**Try it:** Find every line containing the word "water" in the records below; report only how many there are.

**Given entries:**
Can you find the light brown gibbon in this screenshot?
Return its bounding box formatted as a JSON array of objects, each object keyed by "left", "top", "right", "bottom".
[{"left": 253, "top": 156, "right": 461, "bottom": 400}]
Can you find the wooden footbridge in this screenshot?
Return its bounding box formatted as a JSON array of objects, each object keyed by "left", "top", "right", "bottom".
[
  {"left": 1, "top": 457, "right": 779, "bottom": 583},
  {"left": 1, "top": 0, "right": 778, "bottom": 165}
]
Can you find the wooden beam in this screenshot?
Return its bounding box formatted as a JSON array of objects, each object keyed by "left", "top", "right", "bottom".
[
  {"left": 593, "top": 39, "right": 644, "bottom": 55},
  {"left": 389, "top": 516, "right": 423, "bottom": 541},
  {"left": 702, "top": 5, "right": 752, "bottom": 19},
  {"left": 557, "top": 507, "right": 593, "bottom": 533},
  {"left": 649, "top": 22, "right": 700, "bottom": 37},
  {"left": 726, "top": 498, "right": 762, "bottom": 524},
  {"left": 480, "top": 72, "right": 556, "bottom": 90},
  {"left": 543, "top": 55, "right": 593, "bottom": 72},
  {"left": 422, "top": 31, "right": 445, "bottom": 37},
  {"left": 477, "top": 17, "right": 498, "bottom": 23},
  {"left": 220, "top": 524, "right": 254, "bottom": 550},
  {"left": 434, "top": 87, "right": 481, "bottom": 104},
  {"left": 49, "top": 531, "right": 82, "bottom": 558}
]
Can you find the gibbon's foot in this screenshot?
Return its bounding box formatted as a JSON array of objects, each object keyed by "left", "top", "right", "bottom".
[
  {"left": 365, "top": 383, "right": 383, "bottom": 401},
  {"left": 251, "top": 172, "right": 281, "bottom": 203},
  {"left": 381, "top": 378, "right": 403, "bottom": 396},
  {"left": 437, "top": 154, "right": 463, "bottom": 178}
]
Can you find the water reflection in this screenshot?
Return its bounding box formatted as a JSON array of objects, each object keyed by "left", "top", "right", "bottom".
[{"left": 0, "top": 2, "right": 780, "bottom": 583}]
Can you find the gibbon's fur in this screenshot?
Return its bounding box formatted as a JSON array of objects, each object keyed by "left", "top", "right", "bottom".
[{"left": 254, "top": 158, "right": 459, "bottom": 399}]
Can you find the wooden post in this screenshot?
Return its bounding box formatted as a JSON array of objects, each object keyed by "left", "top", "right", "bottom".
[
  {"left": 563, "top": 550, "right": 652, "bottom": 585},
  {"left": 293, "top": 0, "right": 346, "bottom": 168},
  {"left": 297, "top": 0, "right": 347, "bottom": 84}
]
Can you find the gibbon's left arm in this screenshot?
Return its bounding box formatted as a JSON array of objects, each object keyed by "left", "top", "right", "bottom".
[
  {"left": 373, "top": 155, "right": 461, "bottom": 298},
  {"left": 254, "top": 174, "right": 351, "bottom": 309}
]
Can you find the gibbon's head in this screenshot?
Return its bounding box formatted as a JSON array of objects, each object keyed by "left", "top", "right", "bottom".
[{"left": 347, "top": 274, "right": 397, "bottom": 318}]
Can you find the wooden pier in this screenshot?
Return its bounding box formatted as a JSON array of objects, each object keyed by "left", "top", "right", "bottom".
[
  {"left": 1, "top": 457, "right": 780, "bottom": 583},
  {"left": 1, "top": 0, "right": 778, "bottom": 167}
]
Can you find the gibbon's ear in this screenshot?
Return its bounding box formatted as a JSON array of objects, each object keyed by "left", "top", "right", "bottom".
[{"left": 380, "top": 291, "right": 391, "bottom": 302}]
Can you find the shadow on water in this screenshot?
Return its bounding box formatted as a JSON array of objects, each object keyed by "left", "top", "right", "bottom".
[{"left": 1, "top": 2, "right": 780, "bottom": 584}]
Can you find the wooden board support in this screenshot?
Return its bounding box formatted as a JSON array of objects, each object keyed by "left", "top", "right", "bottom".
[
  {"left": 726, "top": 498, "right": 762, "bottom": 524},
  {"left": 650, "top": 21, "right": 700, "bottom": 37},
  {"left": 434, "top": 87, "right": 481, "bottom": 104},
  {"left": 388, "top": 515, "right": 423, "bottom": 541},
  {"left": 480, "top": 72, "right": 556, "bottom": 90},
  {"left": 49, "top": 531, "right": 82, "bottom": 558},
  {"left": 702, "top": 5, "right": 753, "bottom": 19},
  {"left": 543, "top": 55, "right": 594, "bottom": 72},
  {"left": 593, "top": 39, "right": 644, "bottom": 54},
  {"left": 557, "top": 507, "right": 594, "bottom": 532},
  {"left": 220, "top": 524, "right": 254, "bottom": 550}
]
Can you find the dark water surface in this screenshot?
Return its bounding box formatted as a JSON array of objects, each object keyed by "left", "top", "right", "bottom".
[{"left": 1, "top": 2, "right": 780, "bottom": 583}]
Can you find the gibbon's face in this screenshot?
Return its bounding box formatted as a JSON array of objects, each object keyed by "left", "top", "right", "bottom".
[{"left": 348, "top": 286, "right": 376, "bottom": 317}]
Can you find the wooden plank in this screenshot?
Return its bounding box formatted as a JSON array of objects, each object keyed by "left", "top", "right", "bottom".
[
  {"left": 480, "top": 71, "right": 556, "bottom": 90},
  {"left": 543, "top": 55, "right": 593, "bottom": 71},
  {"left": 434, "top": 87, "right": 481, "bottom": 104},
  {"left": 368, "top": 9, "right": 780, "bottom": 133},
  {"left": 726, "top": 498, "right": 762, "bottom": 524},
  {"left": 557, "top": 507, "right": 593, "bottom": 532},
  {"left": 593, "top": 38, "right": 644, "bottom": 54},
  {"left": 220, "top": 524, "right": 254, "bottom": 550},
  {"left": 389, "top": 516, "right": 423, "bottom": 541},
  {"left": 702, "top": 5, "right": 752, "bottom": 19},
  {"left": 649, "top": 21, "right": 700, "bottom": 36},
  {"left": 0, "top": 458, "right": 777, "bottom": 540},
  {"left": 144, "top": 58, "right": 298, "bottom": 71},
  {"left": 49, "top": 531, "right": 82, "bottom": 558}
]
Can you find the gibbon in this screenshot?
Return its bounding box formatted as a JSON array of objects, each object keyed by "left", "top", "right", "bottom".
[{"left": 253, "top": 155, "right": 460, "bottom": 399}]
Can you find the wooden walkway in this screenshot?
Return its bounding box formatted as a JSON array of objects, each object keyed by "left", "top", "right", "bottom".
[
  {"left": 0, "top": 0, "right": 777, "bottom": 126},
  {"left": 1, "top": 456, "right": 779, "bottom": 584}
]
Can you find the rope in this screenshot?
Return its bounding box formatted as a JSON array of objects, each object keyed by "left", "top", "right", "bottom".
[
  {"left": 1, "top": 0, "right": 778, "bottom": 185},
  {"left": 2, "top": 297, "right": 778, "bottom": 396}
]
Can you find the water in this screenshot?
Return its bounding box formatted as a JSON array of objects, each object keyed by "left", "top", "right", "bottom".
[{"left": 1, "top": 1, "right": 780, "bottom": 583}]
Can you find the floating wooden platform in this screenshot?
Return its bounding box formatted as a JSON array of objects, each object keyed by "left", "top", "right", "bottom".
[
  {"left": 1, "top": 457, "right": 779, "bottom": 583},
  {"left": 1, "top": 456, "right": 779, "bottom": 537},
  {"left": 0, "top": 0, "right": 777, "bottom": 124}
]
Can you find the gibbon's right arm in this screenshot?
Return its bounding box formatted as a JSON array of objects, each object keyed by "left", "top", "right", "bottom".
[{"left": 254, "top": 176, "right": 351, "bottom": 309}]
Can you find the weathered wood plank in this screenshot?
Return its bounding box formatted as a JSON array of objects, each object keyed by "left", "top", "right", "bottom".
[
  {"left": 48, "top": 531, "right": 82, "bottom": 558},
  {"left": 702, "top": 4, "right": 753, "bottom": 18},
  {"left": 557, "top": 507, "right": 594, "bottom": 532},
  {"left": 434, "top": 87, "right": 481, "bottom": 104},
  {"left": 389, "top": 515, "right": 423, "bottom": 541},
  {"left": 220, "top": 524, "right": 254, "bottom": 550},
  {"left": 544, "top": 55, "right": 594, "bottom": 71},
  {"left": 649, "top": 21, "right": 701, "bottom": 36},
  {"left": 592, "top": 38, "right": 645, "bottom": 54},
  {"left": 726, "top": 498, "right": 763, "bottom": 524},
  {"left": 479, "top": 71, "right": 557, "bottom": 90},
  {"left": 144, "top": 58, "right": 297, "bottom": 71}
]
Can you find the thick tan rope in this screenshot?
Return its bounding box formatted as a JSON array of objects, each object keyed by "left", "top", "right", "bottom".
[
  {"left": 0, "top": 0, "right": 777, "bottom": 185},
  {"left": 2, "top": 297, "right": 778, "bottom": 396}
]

**The completed task:** 4